What to produce |
Without including any picture, write out the entries exactly as they stand.

Data for processing |

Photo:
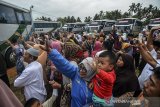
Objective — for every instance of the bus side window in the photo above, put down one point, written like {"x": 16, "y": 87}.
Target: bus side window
{"x": 7, "y": 15}
{"x": 27, "y": 18}
{"x": 20, "y": 17}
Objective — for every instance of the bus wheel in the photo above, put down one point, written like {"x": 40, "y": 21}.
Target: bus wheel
{"x": 10, "y": 58}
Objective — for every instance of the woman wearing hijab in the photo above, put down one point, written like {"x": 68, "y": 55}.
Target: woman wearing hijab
{"x": 126, "y": 79}
{"x": 7, "y": 97}
{"x": 80, "y": 77}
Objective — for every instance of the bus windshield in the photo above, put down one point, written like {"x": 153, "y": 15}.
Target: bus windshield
{"x": 125, "y": 21}
{"x": 79, "y": 25}
{"x": 155, "y": 21}
{"x": 95, "y": 23}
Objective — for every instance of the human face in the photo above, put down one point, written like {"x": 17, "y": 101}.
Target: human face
{"x": 120, "y": 62}
{"x": 104, "y": 64}
{"x": 158, "y": 54}
{"x": 83, "y": 70}
{"x": 27, "y": 57}
{"x": 37, "y": 104}
{"x": 152, "y": 87}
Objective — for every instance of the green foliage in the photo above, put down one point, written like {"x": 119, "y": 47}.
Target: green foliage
{"x": 44, "y": 18}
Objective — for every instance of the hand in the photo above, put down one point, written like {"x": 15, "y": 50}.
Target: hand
{"x": 91, "y": 85}
{"x": 94, "y": 65}
{"x": 46, "y": 47}
{"x": 55, "y": 84}
{"x": 7, "y": 41}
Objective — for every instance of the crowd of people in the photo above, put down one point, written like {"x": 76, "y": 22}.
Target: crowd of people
{"x": 65, "y": 69}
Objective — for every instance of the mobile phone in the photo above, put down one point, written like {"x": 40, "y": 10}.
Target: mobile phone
{"x": 140, "y": 37}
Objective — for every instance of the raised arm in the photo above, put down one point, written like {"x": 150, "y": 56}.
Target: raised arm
{"x": 147, "y": 56}
{"x": 150, "y": 38}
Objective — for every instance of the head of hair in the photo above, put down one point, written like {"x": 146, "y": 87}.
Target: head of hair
{"x": 157, "y": 72}
{"x": 111, "y": 55}
{"x": 107, "y": 45}
{"x": 14, "y": 40}
{"x": 30, "y": 102}
{"x": 156, "y": 42}
{"x": 128, "y": 62}
{"x": 130, "y": 35}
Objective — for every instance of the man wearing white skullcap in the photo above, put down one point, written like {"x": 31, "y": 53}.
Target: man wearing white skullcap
{"x": 32, "y": 77}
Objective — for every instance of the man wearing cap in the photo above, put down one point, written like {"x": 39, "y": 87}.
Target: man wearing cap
{"x": 32, "y": 77}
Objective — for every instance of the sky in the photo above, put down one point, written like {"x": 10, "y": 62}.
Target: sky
{"x": 77, "y": 8}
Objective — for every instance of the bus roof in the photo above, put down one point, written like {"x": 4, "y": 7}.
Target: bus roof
{"x": 13, "y": 6}
{"x": 129, "y": 18}
{"x": 42, "y": 21}
{"x": 105, "y": 20}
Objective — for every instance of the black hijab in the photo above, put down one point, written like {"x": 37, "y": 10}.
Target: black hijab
{"x": 126, "y": 79}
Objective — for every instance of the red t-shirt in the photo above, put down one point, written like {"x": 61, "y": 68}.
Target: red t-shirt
{"x": 103, "y": 84}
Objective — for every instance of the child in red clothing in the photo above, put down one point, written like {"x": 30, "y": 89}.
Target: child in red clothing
{"x": 104, "y": 79}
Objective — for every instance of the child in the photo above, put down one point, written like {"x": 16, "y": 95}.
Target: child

Expected output |
Photo:
Objective — for every instance of the bus side window in the photo above, put down one point, written like {"x": 16, "y": 87}.
Target: bus side window
{"x": 7, "y": 15}
{"x": 27, "y": 18}
{"x": 20, "y": 17}
Objective — for every instance of the bus wheel in the photo above, put down one point, written like {"x": 40, "y": 21}.
Target: bus wheel
{"x": 10, "y": 58}
Objective — for every instance of the woman wearing hijab in the photo above, put down one point, written like {"x": 68, "y": 55}.
Target: woman wearing hijab
{"x": 126, "y": 79}
{"x": 7, "y": 97}
{"x": 80, "y": 77}
Objective — for every instance of the bus windshield in the photo above, put down one point, written like {"x": 153, "y": 15}.
Target: bus windshield
{"x": 125, "y": 21}
{"x": 79, "y": 25}
{"x": 155, "y": 21}
{"x": 95, "y": 23}
Objective — for every instance of the human face in the photo above, put down one point, written like {"x": 17, "y": 101}.
Target: human face
{"x": 120, "y": 62}
{"x": 104, "y": 64}
{"x": 158, "y": 54}
{"x": 83, "y": 70}
{"x": 27, "y": 57}
{"x": 37, "y": 104}
{"x": 152, "y": 87}
Objective — for every instance of the green foliage in the photo above, put down one point, written like {"x": 119, "y": 47}.
Target: green foliage
{"x": 44, "y": 18}
Objective — for every instance of the hand in the photo above, put down one point, written like {"x": 15, "y": 50}.
Target: hand
{"x": 91, "y": 85}
{"x": 94, "y": 65}
{"x": 46, "y": 47}
{"x": 55, "y": 84}
{"x": 7, "y": 41}
Objective — for every instance of the crowd of people in the photo above, put down one point, written like {"x": 76, "y": 22}.
Target: crowd of people
{"x": 65, "y": 69}
Objective — for every instance of the mobile phone in the photo above, put down one point, written like {"x": 40, "y": 10}.
Target: mobile phone
{"x": 140, "y": 37}
Objective — for every instance of the raised arm in the photo above, put down one point, written like {"x": 150, "y": 56}.
Target: raised arm
{"x": 147, "y": 56}
{"x": 150, "y": 38}
Objective — for every instance of the head of hair in the photo above, put down one point, written like {"x": 146, "y": 87}.
Target: head of hair
{"x": 157, "y": 72}
{"x": 111, "y": 55}
{"x": 107, "y": 45}
{"x": 14, "y": 40}
{"x": 30, "y": 102}
{"x": 156, "y": 42}
{"x": 128, "y": 62}
{"x": 130, "y": 35}
Objective — for every instance of the man wearing white skullcap in the photo above, put down one point, written like {"x": 31, "y": 53}.
Target: man wearing white skullcap
{"x": 32, "y": 77}
Objective — for every instance of the man wearing cap in the photo above, put down one point, written like {"x": 39, "y": 87}.
Target: man wearing cap
{"x": 32, "y": 77}
Objective — for every instance of the sky in the photo above, put down one point, written like {"x": 10, "y": 62}.
Target: sky
{"x": 77, "y": 8}
Objective — for every instance of the bus roof in the photo above, put down one point, written like {"x": 4, "y": 7}.
Target: bus roof
{"x": 13, "y": 6}
{"x": 129, "y": 18}
{"x": 42, "y": 21}
{"x": 105, "y": 20}
Objective — for every instance of the black hijab in the photo above, put down one point, written like {"x": 37, "y": 10}.
Target: black hijab
{"x": 126, "y": 79}
Objective — for every instance of the red t-shirt in the photo above, put down one point, written like {"x": 61, "y": 68}.
Target: red t-shirt
{"x": 103, "y": 84}
Objective — for every instance of the child in red clothing in the photo above, put down one point, written like {"x": 30, "y": 89}.
Target: child in red clothing
{"x": 104, "y": 79}
Objective — for every instance of the child in the photo above, put down one point, written like {"x": 16, "y": 95}.
Target: child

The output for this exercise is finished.